What to work on » Show each line in the rows below that contains the word "crib".

______________________________

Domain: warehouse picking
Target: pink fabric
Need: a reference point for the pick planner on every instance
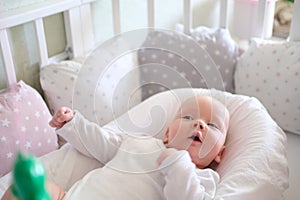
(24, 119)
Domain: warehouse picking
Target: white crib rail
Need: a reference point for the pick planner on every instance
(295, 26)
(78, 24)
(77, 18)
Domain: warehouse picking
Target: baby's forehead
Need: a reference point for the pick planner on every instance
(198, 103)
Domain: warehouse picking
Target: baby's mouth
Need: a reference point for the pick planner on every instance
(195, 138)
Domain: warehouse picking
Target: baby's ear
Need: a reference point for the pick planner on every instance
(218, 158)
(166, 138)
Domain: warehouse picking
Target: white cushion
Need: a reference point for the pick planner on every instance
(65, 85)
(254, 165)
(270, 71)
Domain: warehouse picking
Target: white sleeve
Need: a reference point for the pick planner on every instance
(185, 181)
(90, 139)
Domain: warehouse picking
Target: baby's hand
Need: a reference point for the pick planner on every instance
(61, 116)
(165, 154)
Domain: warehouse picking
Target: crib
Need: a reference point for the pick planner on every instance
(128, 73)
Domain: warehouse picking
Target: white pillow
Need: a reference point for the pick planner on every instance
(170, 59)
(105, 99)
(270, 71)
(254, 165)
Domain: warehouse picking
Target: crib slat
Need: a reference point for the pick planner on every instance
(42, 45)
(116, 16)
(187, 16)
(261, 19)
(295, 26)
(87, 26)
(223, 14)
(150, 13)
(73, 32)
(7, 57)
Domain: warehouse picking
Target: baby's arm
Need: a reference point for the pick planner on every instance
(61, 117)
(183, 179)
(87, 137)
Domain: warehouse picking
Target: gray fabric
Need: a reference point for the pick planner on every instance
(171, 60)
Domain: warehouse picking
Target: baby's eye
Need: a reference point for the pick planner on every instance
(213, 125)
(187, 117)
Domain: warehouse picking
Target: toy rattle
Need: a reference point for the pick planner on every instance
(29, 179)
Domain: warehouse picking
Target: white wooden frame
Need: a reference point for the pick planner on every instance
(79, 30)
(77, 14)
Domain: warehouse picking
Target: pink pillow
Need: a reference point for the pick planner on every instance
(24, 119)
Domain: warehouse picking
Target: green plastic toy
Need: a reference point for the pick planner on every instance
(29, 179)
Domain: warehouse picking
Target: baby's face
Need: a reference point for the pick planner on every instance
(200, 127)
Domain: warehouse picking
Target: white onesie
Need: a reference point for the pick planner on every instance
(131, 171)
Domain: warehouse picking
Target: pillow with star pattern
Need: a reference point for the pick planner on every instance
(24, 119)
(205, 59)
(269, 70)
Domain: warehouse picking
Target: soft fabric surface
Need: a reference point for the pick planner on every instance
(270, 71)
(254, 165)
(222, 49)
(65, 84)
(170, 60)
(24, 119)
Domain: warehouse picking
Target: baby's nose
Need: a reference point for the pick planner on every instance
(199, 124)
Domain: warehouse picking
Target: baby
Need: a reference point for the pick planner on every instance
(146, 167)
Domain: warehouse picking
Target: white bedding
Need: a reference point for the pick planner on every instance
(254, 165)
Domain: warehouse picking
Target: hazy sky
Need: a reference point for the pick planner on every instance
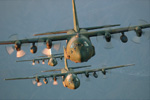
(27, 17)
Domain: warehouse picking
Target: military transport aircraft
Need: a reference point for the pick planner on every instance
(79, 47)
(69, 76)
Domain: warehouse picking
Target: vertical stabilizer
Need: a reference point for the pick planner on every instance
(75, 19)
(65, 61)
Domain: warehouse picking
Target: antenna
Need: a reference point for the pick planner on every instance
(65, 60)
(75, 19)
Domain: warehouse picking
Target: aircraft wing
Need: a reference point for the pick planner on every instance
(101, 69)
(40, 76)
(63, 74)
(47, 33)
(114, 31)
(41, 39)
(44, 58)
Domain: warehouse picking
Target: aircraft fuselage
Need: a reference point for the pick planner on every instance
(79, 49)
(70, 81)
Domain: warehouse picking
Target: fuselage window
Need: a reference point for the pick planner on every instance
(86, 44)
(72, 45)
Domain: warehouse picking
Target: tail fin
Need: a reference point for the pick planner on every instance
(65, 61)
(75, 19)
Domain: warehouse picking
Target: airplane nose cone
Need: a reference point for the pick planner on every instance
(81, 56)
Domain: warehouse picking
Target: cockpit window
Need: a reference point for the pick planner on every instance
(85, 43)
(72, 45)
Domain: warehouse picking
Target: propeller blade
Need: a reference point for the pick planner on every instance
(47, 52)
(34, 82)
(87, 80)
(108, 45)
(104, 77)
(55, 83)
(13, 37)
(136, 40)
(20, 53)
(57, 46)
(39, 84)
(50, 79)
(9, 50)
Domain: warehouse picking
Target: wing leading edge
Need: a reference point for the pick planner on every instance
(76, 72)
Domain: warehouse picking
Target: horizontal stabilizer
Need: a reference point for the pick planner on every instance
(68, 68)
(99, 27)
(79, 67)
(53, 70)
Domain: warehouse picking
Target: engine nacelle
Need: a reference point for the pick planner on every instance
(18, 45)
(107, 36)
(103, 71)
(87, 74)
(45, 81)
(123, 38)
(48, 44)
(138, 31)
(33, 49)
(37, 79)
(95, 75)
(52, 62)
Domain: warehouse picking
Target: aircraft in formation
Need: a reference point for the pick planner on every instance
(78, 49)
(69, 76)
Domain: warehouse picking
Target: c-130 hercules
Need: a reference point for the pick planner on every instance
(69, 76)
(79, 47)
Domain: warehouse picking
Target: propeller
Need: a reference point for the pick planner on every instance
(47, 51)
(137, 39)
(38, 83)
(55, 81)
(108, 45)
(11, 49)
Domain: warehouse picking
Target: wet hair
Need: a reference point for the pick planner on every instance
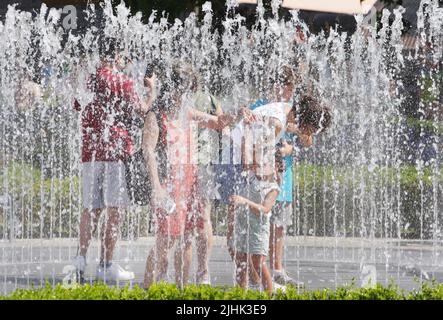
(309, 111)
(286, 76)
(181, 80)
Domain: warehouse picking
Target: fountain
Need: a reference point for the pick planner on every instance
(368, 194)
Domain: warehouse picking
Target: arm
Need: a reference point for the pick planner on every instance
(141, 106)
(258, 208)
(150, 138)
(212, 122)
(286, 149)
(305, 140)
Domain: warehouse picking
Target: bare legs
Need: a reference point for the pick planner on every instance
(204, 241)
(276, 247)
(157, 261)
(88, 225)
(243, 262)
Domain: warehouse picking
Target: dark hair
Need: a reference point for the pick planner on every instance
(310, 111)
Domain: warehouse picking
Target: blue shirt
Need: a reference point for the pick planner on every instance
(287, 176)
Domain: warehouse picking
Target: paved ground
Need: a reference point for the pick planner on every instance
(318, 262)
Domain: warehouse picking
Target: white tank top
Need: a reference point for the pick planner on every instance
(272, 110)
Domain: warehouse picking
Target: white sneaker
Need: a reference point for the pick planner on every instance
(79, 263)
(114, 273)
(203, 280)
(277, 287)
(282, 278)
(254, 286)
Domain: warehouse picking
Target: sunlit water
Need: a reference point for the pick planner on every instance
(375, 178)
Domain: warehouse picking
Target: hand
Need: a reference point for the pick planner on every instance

______________________________

Answer to this task »
Target: white crib rail
Target: crib
Target: crib slat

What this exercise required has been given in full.